» The task: The required output consists solely of the lines from the line containing "Please tag the guitar strings" through the end of the records, copied exactly.

**** Exercise material ****

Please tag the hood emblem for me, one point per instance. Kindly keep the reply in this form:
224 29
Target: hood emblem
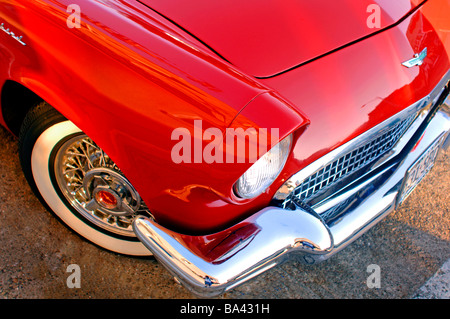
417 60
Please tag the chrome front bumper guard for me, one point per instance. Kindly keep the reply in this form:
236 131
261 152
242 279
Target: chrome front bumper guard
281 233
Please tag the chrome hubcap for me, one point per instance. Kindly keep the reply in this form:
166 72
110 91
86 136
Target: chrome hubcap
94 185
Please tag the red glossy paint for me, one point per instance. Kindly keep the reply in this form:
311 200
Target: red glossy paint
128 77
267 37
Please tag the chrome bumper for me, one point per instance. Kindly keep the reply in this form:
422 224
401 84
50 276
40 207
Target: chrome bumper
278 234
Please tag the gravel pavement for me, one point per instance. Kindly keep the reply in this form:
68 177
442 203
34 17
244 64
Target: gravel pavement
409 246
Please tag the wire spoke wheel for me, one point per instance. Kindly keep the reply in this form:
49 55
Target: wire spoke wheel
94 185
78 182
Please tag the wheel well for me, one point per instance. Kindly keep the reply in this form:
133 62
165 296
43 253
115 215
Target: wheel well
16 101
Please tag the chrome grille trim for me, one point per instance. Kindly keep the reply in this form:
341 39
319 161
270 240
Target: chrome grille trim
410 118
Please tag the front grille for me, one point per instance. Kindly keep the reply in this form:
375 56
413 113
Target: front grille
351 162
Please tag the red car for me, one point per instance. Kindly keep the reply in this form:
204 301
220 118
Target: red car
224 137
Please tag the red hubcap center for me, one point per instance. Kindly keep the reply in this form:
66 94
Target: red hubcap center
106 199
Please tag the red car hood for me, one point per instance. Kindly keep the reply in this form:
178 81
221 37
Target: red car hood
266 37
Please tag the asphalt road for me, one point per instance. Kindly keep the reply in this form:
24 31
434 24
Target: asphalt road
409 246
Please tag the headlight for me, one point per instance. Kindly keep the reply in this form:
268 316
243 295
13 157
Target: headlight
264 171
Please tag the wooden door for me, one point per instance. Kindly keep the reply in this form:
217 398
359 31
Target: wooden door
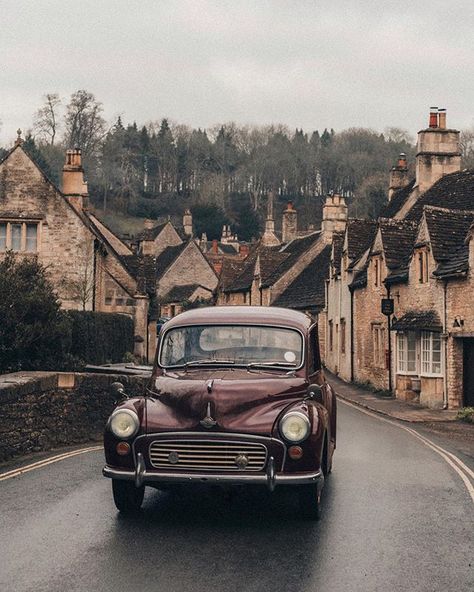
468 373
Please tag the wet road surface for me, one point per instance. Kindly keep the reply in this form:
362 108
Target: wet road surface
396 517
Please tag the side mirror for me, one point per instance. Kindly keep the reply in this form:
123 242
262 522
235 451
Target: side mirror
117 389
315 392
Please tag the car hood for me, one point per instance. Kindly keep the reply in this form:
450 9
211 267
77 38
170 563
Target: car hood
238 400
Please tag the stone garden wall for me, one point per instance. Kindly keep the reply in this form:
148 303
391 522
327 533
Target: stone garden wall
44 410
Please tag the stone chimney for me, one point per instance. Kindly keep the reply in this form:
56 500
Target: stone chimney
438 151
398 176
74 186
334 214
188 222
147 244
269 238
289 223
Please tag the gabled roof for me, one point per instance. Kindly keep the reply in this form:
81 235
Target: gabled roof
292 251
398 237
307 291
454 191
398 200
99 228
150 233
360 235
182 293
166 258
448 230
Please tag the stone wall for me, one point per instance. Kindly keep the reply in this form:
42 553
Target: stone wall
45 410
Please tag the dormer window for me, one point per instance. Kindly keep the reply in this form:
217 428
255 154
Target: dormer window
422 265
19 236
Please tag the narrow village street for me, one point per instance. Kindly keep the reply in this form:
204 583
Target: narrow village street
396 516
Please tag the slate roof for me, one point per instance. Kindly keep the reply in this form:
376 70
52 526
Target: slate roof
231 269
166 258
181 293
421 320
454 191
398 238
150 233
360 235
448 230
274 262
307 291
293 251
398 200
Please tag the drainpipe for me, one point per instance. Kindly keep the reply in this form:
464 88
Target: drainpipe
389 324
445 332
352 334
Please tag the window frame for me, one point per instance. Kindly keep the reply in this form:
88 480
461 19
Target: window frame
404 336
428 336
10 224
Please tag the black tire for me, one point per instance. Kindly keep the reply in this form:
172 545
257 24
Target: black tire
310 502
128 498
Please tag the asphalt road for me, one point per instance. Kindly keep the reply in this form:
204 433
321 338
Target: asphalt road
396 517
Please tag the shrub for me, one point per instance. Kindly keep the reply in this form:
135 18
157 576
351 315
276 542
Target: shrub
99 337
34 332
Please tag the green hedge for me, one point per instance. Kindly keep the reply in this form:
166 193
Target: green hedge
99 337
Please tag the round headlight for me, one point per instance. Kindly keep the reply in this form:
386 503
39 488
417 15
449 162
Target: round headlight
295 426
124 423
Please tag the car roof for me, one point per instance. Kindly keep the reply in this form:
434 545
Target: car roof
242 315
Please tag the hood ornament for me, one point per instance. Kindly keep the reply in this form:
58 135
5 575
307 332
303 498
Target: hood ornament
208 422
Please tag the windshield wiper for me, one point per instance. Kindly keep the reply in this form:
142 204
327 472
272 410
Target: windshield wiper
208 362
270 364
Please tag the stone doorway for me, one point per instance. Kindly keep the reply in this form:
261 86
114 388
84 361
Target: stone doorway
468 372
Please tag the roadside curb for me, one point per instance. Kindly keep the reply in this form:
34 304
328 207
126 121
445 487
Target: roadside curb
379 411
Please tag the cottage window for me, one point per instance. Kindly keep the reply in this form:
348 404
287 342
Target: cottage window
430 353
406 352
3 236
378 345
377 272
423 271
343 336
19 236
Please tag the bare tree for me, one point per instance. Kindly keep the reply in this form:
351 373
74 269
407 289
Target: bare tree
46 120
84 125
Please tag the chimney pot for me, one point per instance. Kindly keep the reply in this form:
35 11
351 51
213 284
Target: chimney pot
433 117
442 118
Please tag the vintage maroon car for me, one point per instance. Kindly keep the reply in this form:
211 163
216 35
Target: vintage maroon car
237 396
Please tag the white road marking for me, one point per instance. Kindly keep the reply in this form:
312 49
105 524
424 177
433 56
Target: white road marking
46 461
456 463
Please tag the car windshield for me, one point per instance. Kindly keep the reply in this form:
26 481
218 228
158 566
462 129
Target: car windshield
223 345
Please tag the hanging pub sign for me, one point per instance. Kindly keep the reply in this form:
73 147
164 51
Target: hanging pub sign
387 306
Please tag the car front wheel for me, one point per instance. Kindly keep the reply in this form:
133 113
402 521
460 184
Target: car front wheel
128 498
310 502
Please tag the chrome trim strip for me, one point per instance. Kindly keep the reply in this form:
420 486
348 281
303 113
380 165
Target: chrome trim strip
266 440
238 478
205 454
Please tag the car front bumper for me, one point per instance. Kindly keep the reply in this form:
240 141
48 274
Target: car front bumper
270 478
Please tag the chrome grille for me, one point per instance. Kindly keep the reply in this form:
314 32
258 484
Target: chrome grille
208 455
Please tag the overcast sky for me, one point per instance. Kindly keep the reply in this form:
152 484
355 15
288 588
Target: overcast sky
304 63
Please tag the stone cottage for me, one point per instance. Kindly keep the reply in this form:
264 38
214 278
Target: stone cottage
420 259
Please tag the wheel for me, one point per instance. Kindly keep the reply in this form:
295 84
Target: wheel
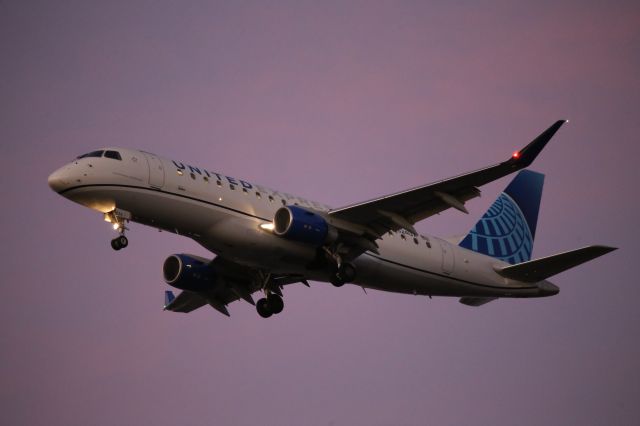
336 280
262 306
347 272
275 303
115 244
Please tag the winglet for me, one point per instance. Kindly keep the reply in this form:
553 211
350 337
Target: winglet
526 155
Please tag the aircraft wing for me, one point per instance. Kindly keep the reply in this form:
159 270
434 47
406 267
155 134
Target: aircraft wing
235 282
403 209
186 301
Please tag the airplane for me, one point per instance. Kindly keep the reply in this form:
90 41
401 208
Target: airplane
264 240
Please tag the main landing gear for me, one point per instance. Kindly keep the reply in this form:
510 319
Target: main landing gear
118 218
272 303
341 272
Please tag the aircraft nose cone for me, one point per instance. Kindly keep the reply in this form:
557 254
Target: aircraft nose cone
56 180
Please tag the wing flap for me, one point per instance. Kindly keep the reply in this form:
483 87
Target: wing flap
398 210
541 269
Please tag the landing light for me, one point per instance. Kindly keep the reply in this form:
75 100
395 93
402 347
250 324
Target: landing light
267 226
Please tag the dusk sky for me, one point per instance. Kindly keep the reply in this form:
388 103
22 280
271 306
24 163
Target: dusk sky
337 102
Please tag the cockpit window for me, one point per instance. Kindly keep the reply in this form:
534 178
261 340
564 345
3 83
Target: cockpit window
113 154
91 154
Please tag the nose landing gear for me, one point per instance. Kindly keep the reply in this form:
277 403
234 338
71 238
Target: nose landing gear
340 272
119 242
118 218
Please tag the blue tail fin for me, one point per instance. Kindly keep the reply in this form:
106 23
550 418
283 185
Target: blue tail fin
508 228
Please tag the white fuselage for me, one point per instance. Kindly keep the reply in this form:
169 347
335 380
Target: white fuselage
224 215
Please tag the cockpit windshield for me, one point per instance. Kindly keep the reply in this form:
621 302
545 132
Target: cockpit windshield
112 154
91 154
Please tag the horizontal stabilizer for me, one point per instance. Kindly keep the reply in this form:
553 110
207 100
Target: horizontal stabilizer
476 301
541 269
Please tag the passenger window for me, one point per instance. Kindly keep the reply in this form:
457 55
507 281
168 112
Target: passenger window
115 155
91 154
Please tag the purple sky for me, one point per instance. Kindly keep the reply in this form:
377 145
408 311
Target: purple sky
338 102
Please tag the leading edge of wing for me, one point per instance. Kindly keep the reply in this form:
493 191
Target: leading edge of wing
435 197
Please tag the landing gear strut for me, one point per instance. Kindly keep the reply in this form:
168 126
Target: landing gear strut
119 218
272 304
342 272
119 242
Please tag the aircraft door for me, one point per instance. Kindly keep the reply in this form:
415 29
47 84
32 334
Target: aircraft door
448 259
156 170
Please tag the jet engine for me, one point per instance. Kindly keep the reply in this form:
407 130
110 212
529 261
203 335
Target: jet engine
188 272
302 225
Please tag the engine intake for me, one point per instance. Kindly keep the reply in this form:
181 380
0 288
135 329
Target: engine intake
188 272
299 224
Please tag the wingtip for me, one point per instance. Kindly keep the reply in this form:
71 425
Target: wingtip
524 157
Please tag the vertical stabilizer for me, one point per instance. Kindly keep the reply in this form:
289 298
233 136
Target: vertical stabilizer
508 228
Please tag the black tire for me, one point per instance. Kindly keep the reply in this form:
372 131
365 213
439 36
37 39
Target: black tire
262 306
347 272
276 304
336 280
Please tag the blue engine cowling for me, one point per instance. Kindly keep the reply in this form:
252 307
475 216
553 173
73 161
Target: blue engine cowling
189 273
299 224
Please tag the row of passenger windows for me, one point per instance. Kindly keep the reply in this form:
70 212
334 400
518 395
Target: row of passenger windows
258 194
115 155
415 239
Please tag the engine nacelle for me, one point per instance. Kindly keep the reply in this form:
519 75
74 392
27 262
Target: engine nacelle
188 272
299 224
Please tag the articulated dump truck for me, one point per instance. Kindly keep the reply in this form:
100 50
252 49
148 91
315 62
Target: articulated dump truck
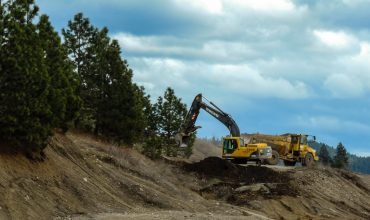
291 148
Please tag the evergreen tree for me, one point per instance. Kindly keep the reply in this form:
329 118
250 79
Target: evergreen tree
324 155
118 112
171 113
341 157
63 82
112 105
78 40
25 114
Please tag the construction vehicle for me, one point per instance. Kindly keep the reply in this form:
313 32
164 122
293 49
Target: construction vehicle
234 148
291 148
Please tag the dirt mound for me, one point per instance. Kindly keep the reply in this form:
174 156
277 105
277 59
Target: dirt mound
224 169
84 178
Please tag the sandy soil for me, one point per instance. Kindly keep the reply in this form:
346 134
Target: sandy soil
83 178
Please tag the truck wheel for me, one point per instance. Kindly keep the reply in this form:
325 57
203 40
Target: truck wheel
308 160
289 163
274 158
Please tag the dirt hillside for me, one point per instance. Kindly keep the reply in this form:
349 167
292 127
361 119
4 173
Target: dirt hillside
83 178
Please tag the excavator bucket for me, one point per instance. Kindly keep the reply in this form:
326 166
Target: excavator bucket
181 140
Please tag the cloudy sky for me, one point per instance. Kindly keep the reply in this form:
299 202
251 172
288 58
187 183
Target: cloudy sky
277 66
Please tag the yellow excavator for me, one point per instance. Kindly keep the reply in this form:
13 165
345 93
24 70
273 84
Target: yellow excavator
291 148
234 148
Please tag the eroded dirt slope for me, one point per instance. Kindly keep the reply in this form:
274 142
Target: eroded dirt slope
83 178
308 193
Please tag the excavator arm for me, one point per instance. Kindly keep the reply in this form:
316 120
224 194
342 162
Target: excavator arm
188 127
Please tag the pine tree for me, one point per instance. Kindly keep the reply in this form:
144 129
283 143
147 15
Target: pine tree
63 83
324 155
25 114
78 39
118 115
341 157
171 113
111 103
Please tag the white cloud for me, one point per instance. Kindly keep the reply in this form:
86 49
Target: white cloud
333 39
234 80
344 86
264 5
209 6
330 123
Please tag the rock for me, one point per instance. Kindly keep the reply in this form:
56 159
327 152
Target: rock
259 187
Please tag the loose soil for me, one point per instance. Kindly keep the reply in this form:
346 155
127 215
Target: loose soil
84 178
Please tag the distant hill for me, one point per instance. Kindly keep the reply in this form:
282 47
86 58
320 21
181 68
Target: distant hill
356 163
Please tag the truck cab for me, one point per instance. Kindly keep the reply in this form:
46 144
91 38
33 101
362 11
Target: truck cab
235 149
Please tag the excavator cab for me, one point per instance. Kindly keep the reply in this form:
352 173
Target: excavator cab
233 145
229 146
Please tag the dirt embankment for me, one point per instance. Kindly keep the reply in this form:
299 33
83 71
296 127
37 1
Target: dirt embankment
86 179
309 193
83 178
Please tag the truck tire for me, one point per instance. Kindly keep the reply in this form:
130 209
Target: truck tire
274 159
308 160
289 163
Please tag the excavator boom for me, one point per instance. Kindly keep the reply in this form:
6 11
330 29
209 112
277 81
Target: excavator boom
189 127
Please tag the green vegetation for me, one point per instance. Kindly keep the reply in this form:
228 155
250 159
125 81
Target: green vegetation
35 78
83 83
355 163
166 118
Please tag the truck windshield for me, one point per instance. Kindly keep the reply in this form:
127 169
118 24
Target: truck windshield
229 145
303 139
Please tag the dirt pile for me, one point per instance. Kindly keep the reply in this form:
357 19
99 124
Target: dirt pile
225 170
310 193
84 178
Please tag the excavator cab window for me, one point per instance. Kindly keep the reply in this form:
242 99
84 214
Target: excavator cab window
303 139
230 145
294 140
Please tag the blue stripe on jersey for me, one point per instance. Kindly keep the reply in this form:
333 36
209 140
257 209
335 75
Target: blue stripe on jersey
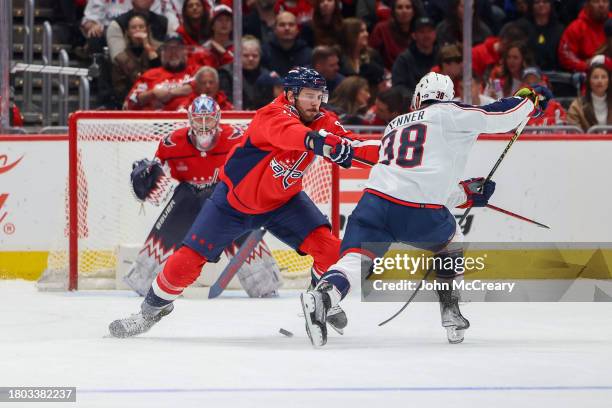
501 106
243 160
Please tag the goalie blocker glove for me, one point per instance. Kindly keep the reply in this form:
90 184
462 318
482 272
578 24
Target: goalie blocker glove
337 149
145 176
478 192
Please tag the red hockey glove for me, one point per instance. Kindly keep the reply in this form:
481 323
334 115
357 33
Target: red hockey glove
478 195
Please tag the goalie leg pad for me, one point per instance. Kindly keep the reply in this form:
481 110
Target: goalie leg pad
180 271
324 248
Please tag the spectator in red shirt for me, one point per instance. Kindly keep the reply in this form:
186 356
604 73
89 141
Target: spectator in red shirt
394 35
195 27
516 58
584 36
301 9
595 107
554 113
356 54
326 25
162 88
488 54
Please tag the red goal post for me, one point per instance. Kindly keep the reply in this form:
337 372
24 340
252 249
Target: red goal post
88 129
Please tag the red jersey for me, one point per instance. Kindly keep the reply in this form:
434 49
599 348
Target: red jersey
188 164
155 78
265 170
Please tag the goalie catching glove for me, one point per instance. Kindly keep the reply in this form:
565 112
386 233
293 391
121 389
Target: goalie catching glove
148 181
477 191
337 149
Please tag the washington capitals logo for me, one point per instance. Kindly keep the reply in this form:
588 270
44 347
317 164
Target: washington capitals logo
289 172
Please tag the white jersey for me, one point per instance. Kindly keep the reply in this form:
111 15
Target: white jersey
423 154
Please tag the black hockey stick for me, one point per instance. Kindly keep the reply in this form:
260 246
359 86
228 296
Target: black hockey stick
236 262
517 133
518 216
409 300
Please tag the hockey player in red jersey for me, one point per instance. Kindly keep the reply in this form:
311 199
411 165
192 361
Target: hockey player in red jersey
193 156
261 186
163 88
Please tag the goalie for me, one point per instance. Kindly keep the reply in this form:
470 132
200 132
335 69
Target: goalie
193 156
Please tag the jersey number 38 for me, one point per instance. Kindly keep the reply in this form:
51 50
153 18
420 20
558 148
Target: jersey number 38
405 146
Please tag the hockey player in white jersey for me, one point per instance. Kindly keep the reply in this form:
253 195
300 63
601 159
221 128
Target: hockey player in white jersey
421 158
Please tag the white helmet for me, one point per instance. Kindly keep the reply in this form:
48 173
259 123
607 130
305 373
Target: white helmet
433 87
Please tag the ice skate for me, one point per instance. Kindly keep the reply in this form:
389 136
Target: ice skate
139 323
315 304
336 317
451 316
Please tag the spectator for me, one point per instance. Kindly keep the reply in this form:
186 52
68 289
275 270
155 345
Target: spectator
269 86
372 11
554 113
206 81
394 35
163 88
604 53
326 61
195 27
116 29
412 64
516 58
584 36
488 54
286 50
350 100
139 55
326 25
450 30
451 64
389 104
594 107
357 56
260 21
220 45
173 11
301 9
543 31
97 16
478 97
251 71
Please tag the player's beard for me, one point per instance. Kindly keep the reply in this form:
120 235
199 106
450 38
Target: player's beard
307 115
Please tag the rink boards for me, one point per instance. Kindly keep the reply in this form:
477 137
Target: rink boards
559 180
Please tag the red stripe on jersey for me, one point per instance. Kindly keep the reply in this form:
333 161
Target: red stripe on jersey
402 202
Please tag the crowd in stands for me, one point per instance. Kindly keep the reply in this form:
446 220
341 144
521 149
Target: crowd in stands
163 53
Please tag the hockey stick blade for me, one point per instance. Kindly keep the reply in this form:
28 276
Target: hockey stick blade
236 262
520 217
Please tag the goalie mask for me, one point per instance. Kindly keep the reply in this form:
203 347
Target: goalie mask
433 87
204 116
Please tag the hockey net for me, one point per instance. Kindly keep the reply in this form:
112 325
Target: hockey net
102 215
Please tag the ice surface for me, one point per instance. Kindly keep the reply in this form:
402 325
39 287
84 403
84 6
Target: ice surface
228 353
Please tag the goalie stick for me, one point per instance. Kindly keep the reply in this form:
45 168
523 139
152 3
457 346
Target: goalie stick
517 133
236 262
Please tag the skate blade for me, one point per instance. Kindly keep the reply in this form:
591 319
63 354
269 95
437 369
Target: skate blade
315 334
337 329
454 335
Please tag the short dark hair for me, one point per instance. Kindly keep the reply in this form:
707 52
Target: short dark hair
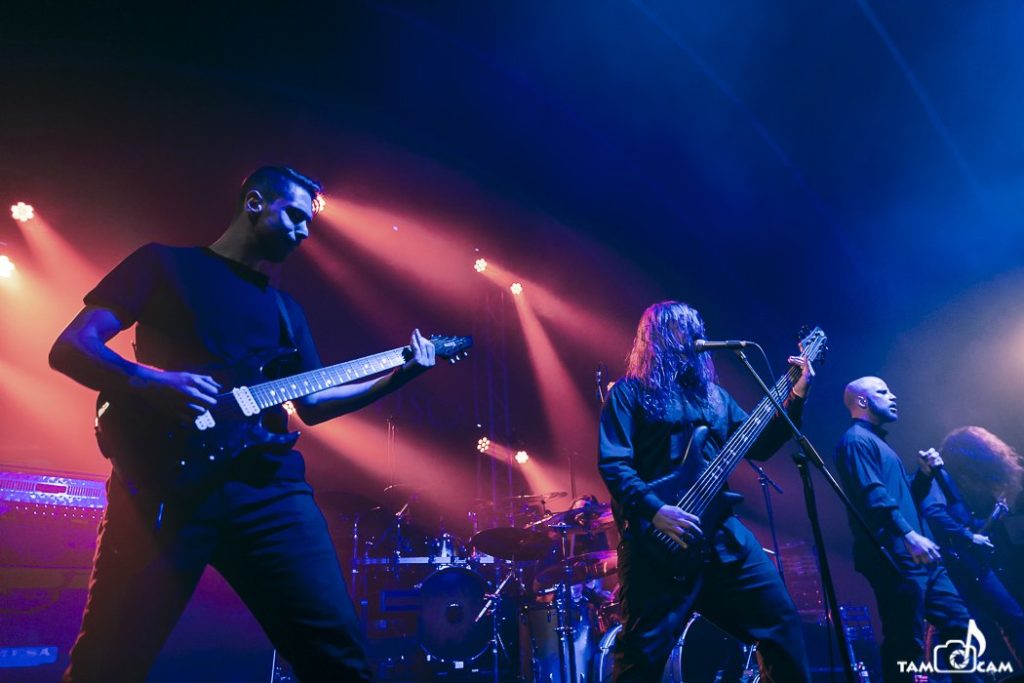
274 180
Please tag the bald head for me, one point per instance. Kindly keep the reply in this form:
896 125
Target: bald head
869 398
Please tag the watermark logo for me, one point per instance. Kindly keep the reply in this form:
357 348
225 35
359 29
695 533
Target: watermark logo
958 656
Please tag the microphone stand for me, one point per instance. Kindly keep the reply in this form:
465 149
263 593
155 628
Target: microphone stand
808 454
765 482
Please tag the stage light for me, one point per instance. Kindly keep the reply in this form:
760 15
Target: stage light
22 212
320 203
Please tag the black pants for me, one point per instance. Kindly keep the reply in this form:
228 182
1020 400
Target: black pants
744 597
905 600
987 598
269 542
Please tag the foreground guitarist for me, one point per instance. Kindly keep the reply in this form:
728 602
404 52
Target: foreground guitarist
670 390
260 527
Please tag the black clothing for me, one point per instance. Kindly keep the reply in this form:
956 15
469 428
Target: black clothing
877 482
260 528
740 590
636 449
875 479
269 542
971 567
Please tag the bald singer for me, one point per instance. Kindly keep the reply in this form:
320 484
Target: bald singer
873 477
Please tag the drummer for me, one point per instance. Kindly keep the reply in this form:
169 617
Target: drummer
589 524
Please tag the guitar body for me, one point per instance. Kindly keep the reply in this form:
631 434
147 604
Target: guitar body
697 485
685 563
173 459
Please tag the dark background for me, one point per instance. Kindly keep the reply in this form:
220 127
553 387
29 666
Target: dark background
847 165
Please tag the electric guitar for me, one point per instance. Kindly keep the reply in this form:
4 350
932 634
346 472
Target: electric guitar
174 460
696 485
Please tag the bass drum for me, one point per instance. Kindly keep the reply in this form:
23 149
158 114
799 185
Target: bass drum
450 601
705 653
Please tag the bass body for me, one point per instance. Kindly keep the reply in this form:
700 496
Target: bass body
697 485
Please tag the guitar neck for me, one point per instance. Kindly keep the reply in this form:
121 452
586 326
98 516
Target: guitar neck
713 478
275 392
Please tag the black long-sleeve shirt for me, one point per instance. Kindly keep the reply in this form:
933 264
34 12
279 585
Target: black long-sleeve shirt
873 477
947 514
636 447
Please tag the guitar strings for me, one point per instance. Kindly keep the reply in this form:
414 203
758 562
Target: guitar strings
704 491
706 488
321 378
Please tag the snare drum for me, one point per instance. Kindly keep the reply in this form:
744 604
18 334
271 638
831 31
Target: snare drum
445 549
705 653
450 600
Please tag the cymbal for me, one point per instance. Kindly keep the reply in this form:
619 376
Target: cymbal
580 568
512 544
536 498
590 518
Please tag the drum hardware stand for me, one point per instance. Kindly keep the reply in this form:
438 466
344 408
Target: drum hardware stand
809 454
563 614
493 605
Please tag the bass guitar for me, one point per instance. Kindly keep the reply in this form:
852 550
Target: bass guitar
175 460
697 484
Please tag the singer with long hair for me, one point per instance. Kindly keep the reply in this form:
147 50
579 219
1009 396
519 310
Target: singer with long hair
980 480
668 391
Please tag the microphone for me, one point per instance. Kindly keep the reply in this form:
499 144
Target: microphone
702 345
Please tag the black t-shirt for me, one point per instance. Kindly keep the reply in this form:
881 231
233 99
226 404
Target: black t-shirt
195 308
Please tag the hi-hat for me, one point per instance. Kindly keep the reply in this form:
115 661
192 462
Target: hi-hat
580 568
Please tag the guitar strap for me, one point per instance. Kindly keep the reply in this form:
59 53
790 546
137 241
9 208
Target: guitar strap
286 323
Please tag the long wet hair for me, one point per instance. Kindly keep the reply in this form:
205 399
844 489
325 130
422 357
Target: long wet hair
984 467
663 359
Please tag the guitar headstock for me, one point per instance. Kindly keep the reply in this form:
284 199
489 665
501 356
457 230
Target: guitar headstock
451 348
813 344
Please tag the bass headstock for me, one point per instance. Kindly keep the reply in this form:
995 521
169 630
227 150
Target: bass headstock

****

» Task result:
Please tag the guitar strings for me, one point per instance. Kindly keep the reply in this form:
414 203
758 562
Target: guitar strings
704 491
706 488
321 378
Please tag the snare drum for me, one point per instance. Kindly keep the reply in this form:
744 604
18 334
271 638
831 31
Target: snare drum
445 549
705 653
450 600
Please tag the cymbal for me, one point per instance. Kindly keep the reply in this form:
619 376
Target: cymbal
580 568
512 544
536 498
590 518
Please tag the drum hardware stand for me, one point per instance. Kindly keep the reply in this form:
438 466
344 408
Target: drum hardware stand
809 454
563 614
493 605
Please tag the bass guitar for me, one point per instance. Kindly keep the reply in this form:
852 550
Target: bass guitar
175 460
697 484
Please tag the singer with long hair for me, one point per instance. Kindly keep the reply in this form:
147 50
579 219
1009 396
519 310
Target: singer with long hair
980 480
668 391
Please tag the microphone for me, one point per instance. Kindly keep the reply in this form:
499 144
Target: microphone
702 345
Please tag the black t-shirt for me, one point per instance. Kindly keep the reply in this form:
881 231
233 99
226 404
Target: black t-shirt
195 308
Please tag the hi-hat for me, one point per instance. Kindly keep the reply in this form:
115 661
192 462
Target: hi-hat
580 568
Please tag the guitar strap for me, one point per instance. Kindly keep the reply in this form:
59 53
790 546
137 241
9 208
Target: guitar strap
286 323
Please tag the long wet hair for me, one point per instance. Kindly keep the reply in this form:
205 399
844 489
325 130
422 357
Target: long wet hair
984 467
663 359
Please tag the guitar headstock for me, one point per instance. Kindly keep the reply in this form:
284 199
489 665
501 356
457 230
Target: guitar headstock
451 348
813 344
Please tag the bass headstock for me, one point per instance. Kindly keep the reply in this form:
995 521
169 630
227 150
Target: bass headstock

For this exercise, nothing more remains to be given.